• What needs to be done
Reproduce the passage of the Melissa Tan interview starting at "Simultaneously, due to" and ending at "a profound transformation.", word for word.

With a background in acting and a passion for storytelling, Melissa brilliantly articulates her mission to weave environmental advocacy into the very fabric of our daily lives. Join us in this compelling exploration of Melissa Tan‘s unique fusion of media influence and environmental passion, where she reveals her ingenious strategies for fostering sustainability within communities and inspires us to embrace a more aspirational, eco-conscious way of living.
Melissa, as an environmentalist with a background in acting, could you share your journey and how you became deeply involved in both of these fields?
The story I often share traces back to my childhood. I grew up as a nature-loving kid, always concerned about animals and the environment. My affection for animals is closely tied to my love for nature because even as a young child, I grasped the concept that preserving habitats meant safeguarding the lives of these creatures. I did everything within my power to be eco-conscious. I recycled diligently and stayed updated on environmental news. It was always heart-wrenching to come across those hard-hitting headlines, yet it felt like I was just a kid, and all I could do was recycle. So, I earned the title of a “Recycle Junkie.”
Fast forward, as I grew up, I ventured into modeling, hosting, presenting, and producing. Working within the entertainment and fashion industries exposed me to intense consumerism. I, in a way, became part of the mass advertising machine, encouraging people to buy and consume more. Even as a fashion model, I would change in and out of 150 dresses in a single day. Over the years, I noticed that trends kept repeating, the items were essentially the same, and the quality continually declined. This process led to a certain desensitization towards material possessions.
Simultaneously, due to my contracts, I found myself living out of a suitcase for a few years, which turned out to be incredibly liberating. Embracing a minimalist lifestyle almost happened by accident. When I stumbled upon the concept of zero-waste living, it ignited a spark within me. It brought back those childhood feelings of deep environmental concern. It made me realize that caring about the environment was so significant that what I had been doing all along, like recycling, was hardly enough. In fact, it was a flawed approach from the start. I began to question, “What do you mean I can prevent waste? What do you mean I can avoid harm? What do you mean I can opt-out entirely by redefining how I live my life?” My perspective underwent a profound transformation.
This was a revelation for me, as I wondered why I hadn’t seen it earlier. It took someone introducing me to the concept of zero-waste living for me to truly grasp its significance. It felt glaringly obvious, and I questioned why I hadn’t recognized it before. It became evident that people needed their eyes opened to these ideas. I stumbled into minimalism, and someone else opened my eyes to zero-waste living.

• Data supplied

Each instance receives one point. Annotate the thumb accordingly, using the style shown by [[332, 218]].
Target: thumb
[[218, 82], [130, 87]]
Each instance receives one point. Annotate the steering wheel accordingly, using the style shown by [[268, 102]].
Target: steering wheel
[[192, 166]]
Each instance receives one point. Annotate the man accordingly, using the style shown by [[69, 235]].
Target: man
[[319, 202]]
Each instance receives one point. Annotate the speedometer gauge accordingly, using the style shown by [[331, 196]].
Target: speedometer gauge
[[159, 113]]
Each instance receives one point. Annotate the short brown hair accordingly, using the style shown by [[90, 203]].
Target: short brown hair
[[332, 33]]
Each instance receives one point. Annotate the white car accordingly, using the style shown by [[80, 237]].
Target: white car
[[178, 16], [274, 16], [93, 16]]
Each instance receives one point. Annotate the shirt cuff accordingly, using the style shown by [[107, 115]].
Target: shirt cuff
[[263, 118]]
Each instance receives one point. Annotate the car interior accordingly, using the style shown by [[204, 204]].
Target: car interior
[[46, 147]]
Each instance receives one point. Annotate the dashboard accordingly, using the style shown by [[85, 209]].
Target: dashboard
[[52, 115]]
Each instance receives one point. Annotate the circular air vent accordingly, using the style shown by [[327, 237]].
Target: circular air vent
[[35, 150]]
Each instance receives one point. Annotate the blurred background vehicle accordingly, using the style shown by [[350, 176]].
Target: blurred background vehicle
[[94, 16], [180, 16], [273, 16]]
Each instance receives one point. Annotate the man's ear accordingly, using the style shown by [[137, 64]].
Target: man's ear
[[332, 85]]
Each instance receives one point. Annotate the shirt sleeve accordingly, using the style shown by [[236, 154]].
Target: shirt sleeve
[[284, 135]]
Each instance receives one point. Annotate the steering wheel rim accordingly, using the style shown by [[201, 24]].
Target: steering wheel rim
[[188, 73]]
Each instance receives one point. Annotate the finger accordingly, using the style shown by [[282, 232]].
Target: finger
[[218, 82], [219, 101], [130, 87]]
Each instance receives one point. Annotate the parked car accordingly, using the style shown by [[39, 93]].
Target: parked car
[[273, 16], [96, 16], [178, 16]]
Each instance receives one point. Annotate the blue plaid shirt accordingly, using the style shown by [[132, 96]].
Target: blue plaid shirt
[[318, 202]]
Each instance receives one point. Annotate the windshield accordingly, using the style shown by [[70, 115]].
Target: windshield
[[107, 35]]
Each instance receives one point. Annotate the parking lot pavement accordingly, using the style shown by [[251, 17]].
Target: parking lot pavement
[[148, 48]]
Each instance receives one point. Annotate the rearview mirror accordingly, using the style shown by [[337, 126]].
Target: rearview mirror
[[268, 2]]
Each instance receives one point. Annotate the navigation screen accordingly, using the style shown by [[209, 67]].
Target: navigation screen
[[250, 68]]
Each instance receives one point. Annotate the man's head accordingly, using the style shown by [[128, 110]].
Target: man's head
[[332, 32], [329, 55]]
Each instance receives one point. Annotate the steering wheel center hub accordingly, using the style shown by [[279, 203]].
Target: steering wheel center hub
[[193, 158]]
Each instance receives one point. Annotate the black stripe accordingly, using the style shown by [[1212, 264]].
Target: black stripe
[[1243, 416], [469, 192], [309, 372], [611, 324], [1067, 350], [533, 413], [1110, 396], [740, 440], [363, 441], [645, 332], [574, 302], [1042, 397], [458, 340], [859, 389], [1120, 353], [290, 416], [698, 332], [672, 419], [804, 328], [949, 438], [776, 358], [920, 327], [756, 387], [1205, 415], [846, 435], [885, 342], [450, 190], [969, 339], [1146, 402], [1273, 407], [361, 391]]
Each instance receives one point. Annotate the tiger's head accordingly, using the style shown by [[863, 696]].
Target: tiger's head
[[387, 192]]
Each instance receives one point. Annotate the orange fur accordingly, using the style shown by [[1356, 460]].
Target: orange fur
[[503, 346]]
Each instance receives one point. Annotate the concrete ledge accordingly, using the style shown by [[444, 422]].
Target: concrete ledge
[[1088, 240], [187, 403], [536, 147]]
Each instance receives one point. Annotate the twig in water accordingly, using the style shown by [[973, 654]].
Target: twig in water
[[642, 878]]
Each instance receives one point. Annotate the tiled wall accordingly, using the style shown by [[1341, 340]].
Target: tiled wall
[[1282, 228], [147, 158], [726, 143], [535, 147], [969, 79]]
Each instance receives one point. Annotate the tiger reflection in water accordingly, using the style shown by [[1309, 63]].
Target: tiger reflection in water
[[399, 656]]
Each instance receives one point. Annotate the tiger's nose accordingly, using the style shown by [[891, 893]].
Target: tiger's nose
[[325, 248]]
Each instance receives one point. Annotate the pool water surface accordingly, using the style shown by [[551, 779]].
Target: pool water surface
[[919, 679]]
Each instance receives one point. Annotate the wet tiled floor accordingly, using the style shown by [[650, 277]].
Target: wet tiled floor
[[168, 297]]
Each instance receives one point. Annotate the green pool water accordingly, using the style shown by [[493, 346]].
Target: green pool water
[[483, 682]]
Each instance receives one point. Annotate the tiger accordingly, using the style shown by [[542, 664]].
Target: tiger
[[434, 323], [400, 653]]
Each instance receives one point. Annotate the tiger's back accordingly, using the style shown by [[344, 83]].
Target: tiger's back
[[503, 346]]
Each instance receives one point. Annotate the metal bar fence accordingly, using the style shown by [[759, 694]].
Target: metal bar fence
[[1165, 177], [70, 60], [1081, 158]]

• Written reply
Simultaneously, due to my contracts, I found myself living out of a suitcase for a few years, which turned out to be incredibly liberating. Embracing a minimalist lifestyle almost happened by accident. When I stumbled upon the concept of zero-waste living, it ignited a spark within me. It brought back those childhood feelings of deep environmental concern. It made me realize that caring about the environment was so significant that what I had been doing all along, like recycling, was hardly enough. In fact, it was a flawed approach from the start. I began to question, “What do you mean I can prevent waste? What do you mean I can avoid harm? What do you mean I can opt-out entirely by redefining how I live my life?” My perspective underwent a profound transformation.